Page text ::
* begin *
| Hans 
        J. Wulff,  
        October 2007 A 
        Letter on “Calexico Next Exit”  
        Some films appear out of thin air, like figures 
        emerging from the fog. Discovery without advance notice. Film Festival 
        Osnabrück, Saturday evening. The film is over, the one whose title 
        we knew but nothing else. After the film: A certain element of surprise 
        still lingers, as it sometimes does with films you know nothing about. 
        “Not a band film!”, the young woman who moderated the screening 
        warned. And then it starts, with one of the lightest and most carefree 
        of film beginnings seen in years. The band begins slowly, searching and 
        a bit hesitant. Both filmmakers use the song’s initial calm to introduce 
        the central characters. Rhythmically confident in gesture and movement, 
        it is an indication of the film’s allure and that of its figures. 
        Then the music sets in – a cut to the road passing by. It is a never-ending, 
        gliding movement, a rhythm that is sustained right up to the last minute 
        on screen.
 Movement; this is also one of the deeper themes surrounding the film.
* end *
Write out the passage from the letter on the Calexico film starting at "Some films appear" and ending at "of its figures.", word for word.

Data ::
* begin *
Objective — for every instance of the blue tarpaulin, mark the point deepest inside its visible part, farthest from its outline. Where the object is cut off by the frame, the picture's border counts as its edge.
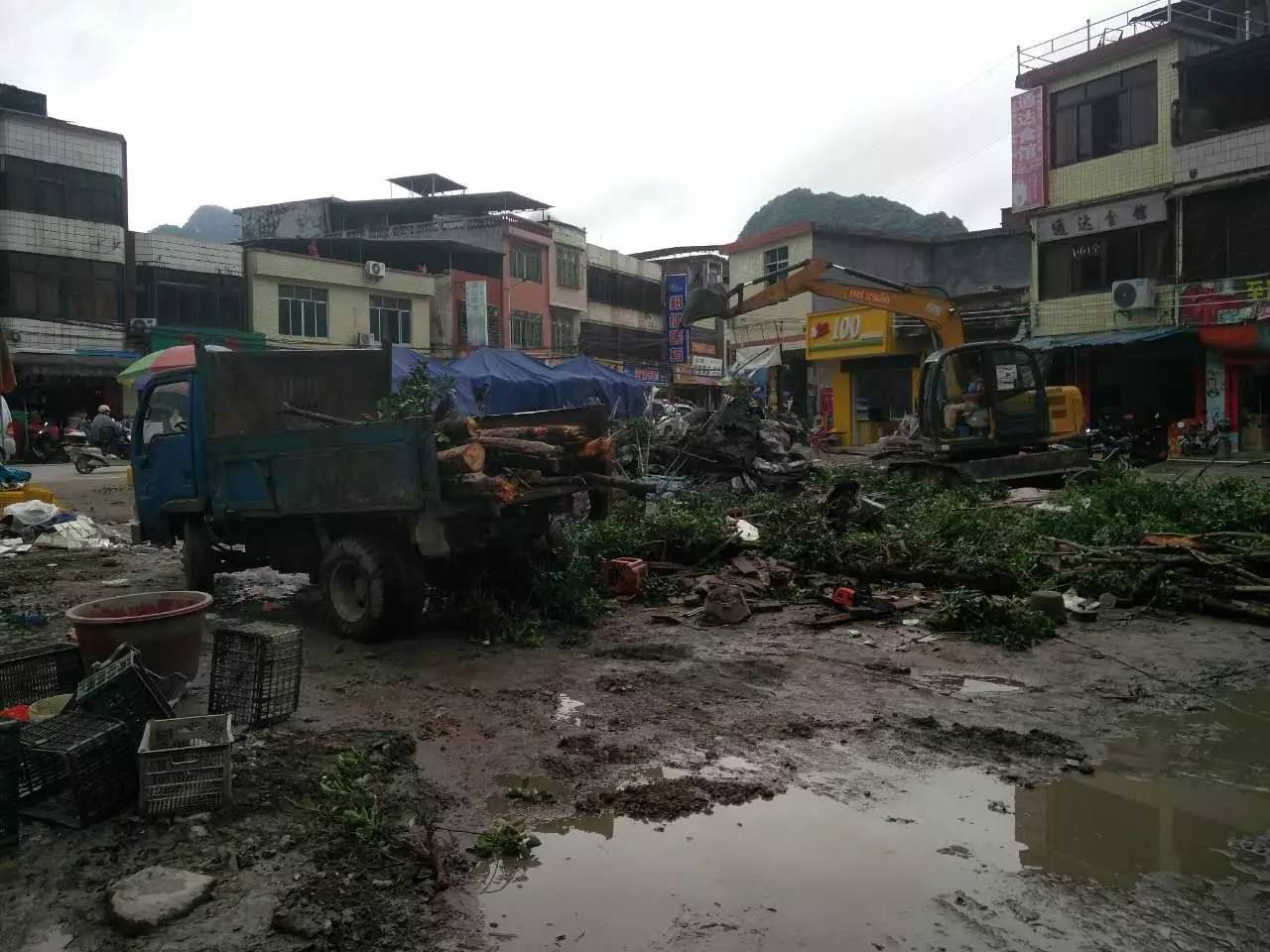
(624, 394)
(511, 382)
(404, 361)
* end *
Expected output ::
Some films appear out of thin air, like figures 
        emerging from the fog. Discovery without advance notice. Film Festival 
        Osnabrück, Saturday evening. The film is over, the one whose title 
        we knew but nothing else. After the film: A certain element of surprise 
        still lingers, as it sometimes does with films you know nothing about. 
        “Not a band film!”, the young woman who moderated the screening 
        warned. And then it starts, with one of the lightest and most carefree 
        of film beginnings seen in years. The band begins slowly, searching and 
        a bit hesitant. Both filmmakers use the song’s initial calm to introduce 
        the central characters. Rhythmically confident in gesture and movement, 
        it is an indication of the film’s allure and that of its figures.